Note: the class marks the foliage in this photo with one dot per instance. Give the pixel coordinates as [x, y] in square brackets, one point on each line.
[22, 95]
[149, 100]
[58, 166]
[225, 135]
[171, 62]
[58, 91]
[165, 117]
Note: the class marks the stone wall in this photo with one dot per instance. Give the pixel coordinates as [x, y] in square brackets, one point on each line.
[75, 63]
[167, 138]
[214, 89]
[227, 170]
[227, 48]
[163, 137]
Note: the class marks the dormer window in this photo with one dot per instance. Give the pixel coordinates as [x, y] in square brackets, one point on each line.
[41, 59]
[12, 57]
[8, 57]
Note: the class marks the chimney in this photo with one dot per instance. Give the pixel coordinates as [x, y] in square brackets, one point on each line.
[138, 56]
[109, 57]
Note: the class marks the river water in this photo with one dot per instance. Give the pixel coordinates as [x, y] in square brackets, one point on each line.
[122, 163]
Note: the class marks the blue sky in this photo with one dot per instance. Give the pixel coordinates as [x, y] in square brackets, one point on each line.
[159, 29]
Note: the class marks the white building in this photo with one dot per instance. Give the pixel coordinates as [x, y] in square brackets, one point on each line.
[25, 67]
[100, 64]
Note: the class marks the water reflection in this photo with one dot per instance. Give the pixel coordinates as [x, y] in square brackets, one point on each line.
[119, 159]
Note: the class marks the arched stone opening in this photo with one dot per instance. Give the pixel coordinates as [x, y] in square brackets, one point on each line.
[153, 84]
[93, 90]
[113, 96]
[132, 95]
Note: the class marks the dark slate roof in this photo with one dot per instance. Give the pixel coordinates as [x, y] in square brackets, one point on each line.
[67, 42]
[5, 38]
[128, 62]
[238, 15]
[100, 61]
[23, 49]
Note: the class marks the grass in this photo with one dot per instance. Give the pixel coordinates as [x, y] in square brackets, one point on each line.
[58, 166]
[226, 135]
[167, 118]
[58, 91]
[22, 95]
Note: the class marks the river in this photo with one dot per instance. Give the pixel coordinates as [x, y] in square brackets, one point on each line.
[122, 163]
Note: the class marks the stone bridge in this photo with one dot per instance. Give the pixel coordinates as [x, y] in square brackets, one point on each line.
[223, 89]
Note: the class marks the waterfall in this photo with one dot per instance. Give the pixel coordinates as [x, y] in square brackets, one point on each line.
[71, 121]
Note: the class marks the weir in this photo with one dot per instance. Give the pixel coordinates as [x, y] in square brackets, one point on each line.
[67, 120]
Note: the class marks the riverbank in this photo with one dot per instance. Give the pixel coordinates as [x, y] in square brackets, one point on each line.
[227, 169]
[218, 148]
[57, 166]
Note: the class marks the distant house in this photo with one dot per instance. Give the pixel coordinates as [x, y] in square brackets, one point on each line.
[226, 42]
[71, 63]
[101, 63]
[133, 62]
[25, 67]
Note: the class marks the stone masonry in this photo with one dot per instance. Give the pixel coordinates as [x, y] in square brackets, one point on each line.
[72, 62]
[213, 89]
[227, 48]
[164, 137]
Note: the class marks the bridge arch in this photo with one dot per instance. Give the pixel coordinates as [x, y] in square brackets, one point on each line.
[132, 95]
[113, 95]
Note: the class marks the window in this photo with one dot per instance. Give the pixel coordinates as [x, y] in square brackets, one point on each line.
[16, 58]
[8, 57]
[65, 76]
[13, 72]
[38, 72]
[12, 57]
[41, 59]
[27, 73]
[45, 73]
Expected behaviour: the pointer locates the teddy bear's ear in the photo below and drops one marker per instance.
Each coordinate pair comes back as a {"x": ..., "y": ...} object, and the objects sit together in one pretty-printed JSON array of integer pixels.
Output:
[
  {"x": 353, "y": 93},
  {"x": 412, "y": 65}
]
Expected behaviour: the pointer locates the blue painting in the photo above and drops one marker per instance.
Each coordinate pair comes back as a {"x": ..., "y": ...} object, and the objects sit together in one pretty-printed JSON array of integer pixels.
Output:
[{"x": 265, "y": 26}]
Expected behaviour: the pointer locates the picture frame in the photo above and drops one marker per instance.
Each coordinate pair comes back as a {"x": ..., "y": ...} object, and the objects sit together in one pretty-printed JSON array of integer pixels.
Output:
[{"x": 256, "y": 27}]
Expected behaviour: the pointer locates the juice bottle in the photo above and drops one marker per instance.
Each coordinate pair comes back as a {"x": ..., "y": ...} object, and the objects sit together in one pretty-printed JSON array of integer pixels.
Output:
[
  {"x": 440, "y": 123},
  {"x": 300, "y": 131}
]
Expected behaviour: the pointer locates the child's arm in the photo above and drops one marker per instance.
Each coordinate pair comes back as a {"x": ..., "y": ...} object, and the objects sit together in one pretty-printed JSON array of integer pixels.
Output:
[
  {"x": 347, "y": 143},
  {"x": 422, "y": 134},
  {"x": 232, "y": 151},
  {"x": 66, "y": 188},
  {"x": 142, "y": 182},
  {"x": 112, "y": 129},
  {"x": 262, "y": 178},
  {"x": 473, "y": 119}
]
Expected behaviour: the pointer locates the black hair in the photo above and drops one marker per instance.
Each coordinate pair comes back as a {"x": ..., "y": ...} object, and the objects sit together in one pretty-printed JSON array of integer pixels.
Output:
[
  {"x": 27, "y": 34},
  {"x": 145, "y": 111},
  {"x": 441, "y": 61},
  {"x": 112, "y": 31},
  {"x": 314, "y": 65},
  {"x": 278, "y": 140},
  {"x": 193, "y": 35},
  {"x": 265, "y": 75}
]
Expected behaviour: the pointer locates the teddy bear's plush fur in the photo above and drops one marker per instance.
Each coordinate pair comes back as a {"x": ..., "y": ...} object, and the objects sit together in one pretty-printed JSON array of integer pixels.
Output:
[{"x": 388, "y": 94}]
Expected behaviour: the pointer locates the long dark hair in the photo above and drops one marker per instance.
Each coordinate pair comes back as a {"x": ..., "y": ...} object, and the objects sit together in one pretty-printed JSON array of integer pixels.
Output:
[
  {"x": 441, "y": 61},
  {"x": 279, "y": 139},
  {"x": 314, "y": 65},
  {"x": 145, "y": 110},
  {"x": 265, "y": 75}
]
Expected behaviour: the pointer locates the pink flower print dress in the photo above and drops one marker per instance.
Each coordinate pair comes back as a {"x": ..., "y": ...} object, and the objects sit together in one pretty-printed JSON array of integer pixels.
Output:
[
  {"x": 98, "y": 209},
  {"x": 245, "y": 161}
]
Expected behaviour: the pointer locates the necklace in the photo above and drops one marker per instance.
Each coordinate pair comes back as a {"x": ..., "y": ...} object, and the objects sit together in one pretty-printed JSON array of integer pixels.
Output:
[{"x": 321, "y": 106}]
════
§ TASK STATEMENT:
Return all of the entries exactly as they were supplied.

§ SOLVED EXERCISE:
Note: the class marks the foliage in this photo with one dot per instance. Give the pixel coordinates as [x, y] in square brackets, one point on each line.
[22, 95]
[149, 100]
[58, 166]
[225, 135]
[171, 62]
[58, 91]
[165, 117]
Note: the class marks the stone wall in this photo with one dot per instance. Give the pixel coordinates as [x, y] in square brackets, one point on each line.
[75, 63]
[167, 138]
[214, 89]
[227, 170]
[227, 48]
[163, 137]
Note: the class marks the dormer window in this photo with one dot per instance. Give the pixel coordinates as [x, y] in square brackets, one point on each line.
[41, 59]
[12, 57]
[8, 57]
Note: the class marks the chimney in this photo with one dot per instance. Give the pixel coordinates as [x, y] in square brackets, one point on each line.
[138, 56]
[109, 57]
Note: the class marks the river water in this photo with one dot per instance. Give the pixel coordinates as [x, y] in square brackets, one point on each line.
[122, 163]
Note: the class marks the blue sky in this photo with one dot per instance. Give the pixel coordinates as [x, y] in square brackets, one point on each line.
[159, 29]
Note: the class marks the white building in this photo with one dot per instance. Give the pixel coordinates as [x, y] in square brackets, one point on each line.
[25, 67]
[100, 64]
Note: the class marks the water reflection in this photo with one dot per instance. Give the pixel coordinates as [x, y] in square brackets, one point on each line.
[119, 159]
Note: the class marks the arched stone opening in this photo with one dot per instance. Give the pixel coordinates as [x, y] in square brackets, one point on each line.
[153, 84]
[93, 90]
[113, 96]
[132, 95]
Note: the class marks the dark slate roof in this photo with one dot per instance. Give the pixel coordinates as [x, y] in square brackets, one point on each line.
[67, 42]
[5, 38]
[128, 62]
[238, 15]
[100, 61]
[23, 49]
Note: the class marks the grass in this photo with one dot per instance. Give the pixel coordinates as [x, y] in square brackets, one point on each line.
[58, 166]
[226, 135]
[167, 118]
[58, 91]
[22, 95]
Note: the class marks the river in this photo with one dot per instance. Give the pixel coordinates as [x, y] in square brackets, one point on each line.
[122, 163]
Note: the class marks the stone bridge in this photo with one dot per instance. Give the pixel coordinates as [x, y] in square brackets, one point on each line.
[223, 89]
Note: the class marks the waterfall in this photo with one dot per instance. Give the pixel coordinates as [x, y] in square brackets, one point on each line.
[71, 121]
Note: the class marks the weir in this photo with one dot per instance. Give the pixel coordinates as [x, y] in square brackets, one point on each line.
[67, 120]
Note: the class marks the riverbank in this photo with one dot per instance. Give the pixel coordinates as [x, y] in square brackets, one point on each line.
[227, 169]
[218, 148]
[57, 166]
Note: the class marks the distant house in this photo with one dot per instance. Give the pixel coordinates as [x, y] in square brackets, one point on each line.
[226, 42]
[71, 63]
[101, 63]
[133, 62]
[25, 67]
Note: the class marks the stone masonry in this photo with one dot per instance. Give the pixel coordinates as [x, y] in square brackets, one point on each line.
[72, 62]
[213, 89]
[227, 48]
[164, 137]
Note: the class marks the bridge arch in this photo with one dot per instance. Give the pixel coordinates as [x, y] in square brackets, one point on each line.
[132, 95]
[113, 95]
Note: the class marks the window in this photo with one dot per instance. Give the pixel coordinates as [x, y] in square brackets, one point on each line.
[16, 58]
[8, 57]
[65, 76]
[13, 72]
[38, 72]
[12, 57]
[41, 59]
[27, 73]
[45, 73]
Expected behaviour: the pointer locates the teddy bear's ear in the photo below and drops one marker per instance.
Each coordinate pair comes back as a {"x": ..., "y": ...} object, and the objects sit together in one pretty-printed JSON array of integer pixels.
Output:
[
  {"x": 353, "y": 93},
  {"x": 412, "y": 65}
]
Expected behaviour: the pointer locates the blue painting in the photo above and drops one marker per instance.
Each coordinate pair comes back as a {"x": ..., "y": ...} object, and the objects sit together in one pretty-printed JSON array of integer pixels.
Output:
[{"x": 265, "y": 26}]
Expected behaviour: the pointer locates the picture frame in the photo above and drops one marker per instance.
Each coordinate pair comes back as a {"x": ..., "y": ...} object, and the objects sit together in one pretty-printed JSON array of integer pixels.
Output:
[{"x": 256, "y": 27}]
Expected behaviour: the pointer locates the juice bottle in the photo above and drops one marker per instance.
Each coordinate pair comes back as a {"x": ..., "y": ...} object, and the objects sit together in one pretty-printed JSON array of integer pixels.
Output:
[
  {"x": 440, "y": 123},
  {"x": 300, "y": 131}
]
Expected behaviour: the pointer locates the child's arm in the photo above and drops one marker per instance.
Each coordinate pair comes back as a {"x": ..., "y": ...} object, and the objects sit together in one pretty-printed JSON array of integer pixels.
Output:
[
  {"x": 347, "y": 143},
  {"x": 422, "y": 134},
  {"x": 232, "y": 151},
  {"x": 66, "y": 188},
  {"x": 142, "y": 182},
  {"x": 112, "y": 129},
  {"x": 262, "y": 178},
  {"x": 473, "y": 119}
]
Expected behaviour: the pointer locates the black hair in the photo above and drops one marker per instance.
Each coordinate pair comes back as a {"x": ..., "y": ...} object, and the objects sit together in one pretty-printed JSON array of integer pixels.
Output:
[
  {"x": 27, "y": 34},
  {"x": 145, "y": 111},
  {"x": 441, "y": 61},
  {"x": 112, "y": 31},
  {"x": 314, "y": 65},
  {"x": 278, "y": 140},
  {"x": 193, "y": 35},
  {"x": 265, "y": 75}
]
Expected behaviour: the pointer locates the teddy bear's plush fur in the photo above and drops one marker per instance.
Each coordinate pair comes back as a {"x": ..., "y": ...} object, and the objects sit together in one pretty-printed JSON array of integer pixels.
Output:
[{"x": 388, "y": 94}]
Expected behaviour: the pointer locates the long dark hair in the photo above and drops one marker per instance.
Each coordinate pair comes back as a {"x": ..., "y": ...} object, and the objects sit together in one pretty-printed JSON array of integer pixels.
Output:
[
  {"x": 441, "y": 61},
  {"x": 279, "y": 139},
  {"x": 314, "y": 65},
  {"x": 145, "y": 110},
  {"x": 265, "y": 75}
]
Expected behaviour: the pointer locates the pink flower print dress in the photo above and drops one marker per instance.
Each coordinate pair comes back as a {"x": ..., "y": ...} object, and the objects sit together in one pretty-printed JSON array of integer pixels.
Output:
[
  {"x": 98, "y": 209},
  {"x": 245, "y": 161}
]
Expected behaviour: the pointer locates the necklace in the photo above and drops one marker per instance.
Each coordinate pair comes back as a {"x": ..., "y": ...} object, and the objects sit together in one pretty-printed JSON array of integer pixels.
Output:
[{"x": 321, "y": 106}]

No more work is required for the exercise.